[Opening DATA TO PROCESS section]

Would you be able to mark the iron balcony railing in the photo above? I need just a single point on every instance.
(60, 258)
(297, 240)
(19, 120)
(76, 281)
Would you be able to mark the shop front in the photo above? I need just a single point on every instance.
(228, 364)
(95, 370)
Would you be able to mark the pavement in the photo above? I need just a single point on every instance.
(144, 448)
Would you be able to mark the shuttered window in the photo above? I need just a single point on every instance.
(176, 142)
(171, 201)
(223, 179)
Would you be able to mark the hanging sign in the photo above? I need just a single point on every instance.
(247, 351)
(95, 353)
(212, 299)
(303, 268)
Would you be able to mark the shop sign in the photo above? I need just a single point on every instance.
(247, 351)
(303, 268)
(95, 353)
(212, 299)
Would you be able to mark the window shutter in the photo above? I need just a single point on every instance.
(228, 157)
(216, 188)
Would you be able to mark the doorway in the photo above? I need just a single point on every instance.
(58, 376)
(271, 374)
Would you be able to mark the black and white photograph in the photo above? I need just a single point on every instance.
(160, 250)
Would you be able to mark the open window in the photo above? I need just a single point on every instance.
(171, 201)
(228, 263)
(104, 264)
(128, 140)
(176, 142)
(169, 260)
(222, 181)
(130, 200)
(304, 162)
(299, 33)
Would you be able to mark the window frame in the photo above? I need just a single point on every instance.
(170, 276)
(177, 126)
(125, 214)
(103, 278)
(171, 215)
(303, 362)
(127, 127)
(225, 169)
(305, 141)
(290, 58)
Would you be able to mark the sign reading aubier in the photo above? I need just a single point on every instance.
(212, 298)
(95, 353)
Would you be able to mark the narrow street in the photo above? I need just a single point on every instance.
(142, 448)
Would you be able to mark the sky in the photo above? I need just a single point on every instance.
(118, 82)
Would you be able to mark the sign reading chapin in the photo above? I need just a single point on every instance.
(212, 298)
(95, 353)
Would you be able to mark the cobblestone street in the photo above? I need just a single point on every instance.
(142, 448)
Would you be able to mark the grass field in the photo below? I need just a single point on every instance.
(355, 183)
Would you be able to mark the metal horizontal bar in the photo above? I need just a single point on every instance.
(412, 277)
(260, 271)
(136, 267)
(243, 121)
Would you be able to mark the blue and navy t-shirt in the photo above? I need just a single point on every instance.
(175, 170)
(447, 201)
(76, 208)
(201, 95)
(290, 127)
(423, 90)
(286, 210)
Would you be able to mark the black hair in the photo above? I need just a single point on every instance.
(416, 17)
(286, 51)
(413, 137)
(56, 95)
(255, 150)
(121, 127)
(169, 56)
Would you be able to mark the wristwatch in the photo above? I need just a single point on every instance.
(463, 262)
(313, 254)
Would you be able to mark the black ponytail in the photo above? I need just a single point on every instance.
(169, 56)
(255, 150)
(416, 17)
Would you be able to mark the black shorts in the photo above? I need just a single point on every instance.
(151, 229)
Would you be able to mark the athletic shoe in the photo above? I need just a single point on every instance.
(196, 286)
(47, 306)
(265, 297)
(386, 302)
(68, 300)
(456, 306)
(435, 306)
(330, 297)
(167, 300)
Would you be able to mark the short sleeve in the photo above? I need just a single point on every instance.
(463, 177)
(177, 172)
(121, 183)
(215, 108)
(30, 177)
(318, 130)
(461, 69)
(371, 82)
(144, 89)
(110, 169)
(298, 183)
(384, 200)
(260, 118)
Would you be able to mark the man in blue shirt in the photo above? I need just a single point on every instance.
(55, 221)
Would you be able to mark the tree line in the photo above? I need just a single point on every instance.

[Closing DATA TO PROCESS section]

■ EXERCISE DETAILS ■
Transcribe each entry exactly as it appears.

■ RESULT ■
Would you be able to mark the iron balcony railing in the photo above? I need just a single point on every instance.
(60, 258)
(297, 240)
(19, 120)
(76, 281)
Would you be able to mark the shop front in the photo above? I need just a single point on every instance.
(228, 364)
(95, 370)
Would you be able to mark the pavement in the photo above? I need just a single point on every instance.
(144, 448)
Would you be able to mark the shuttered window in the photo above? I need just a single point on every instance.
(176, 142)
(171, 201)
(223, 179)
Would you be able to mark the hanging sign in the photo above? I need just a single point on every instance.
(247, 351)
(95, 353)
(212, 299)
(303, 268)
Would you be able to mark the shop sign in the photo above? I need just a single point on every instance.
(247, 351)
(303, 268)
(95, 353)
(212, 299)
Would you be able to mark the window shutter in the photo above? I need just a single point on every instance.
(228, 157)
(216, 188)
Would you be able to mark the doorway in the photo above? I need just a single point on every instance.
(58, 376)
(271, 374)
Would you be able to mark the black and white photograph in the photo above? I need just a single point on every instance.
(160, 250)
Would you be able to mark the open window in the photo above? I need just a single point on every instance.
(171, 201)
(228, 263)
(104, 264)
(128, 140)
(176, 142)
(169, 260)
(222, 181)
(130, 200)
(304, 162)
(299, 33)
Would you be able to mark the window frame in the photo above? I need just a single point on every instance.
(170, 276)
(177, 126)
(125, 214)
(103, 278)
(171, 215)
(303, 362)
(127, 127)
(225, 169)
(305, 141)
(290, 58)
Would you be able to mark the sign reading aubier in the photo above? I need just a single point on every instance.
(212, 298)
(95, 353)
Would you be able to mark the narrow street in the photo above? I need just a single point on every instance.
(142, 448)
Would you be able to mark the sky in the photo above? I need just a single point on every instance.
(118, 82)
Would you be able to mark the sign reading chapin in the photo above? I need just a single point on every instance.
(212, 298)
(95, 353)
Would you be able to mark the cobblestone street in the photo above? I need just a single point on every instance.
(142, 448)
Would you be able to mark the grass field in the photo below? I need just a single point on every instance.
(355, 183)
Would you be able to mark the metal horizontal bar in the photo above? I need just a single point on every instance.
(412, 277)
(260, 271)
(136, 267)
(243, 121)
Would you be able to mark the blue and navy t-shirt in the photo above? I need just a single point on every instance.
(175, 170)
(447, 201)
(76, 208)
(201, 95)
(290, 127)
(423, 90)
(286, 210)
Would you be able to mark the black hair in the photo above? I need just a single point on every instance.
(416, 17)
(286, 51)
(413, 137)
(56, 95)
(255, 150)
(121, 127)
(169, 56)
Would you be able to mark the wristwatch in the photo above? I need just a single point on every instance.
(463, 262)
(313, 254)
Would you be able to mark the black ponytail in the photo above? I need just a single point on every instance.
(169, 56)
(255, 150)
(416, 17)
Would you be able to mark the black shorts in the photo above? I need just a single point on every instance.
(151, 229)
Would you be able to mark the athletic shoe in the photo above? I need just a single point on every instance.
(196, 286)
(47, 306)
(265, 297)
(386, 302)
(68, 300)
(456, 306)
(435, 306)
(330, 297)
(167, 300)
Would you be able to mark the short sleeve in the photo above? I need just a single point on every instance.
(463, 177)
(177, 172)
(121, 183)
(215, 108)
(30, 177)
(318, 130)
(461, 69)
(371, 82)
(144, 89)
(110, 169)
(298, 183)
(384, 200)
(260, 118)
Would you be able to mark the man in blue shirt in the photo above? I need just a single point on every instance.
(55, 221)
Would you be able to mark the tree line in the photo above? I need just a single point on every instance.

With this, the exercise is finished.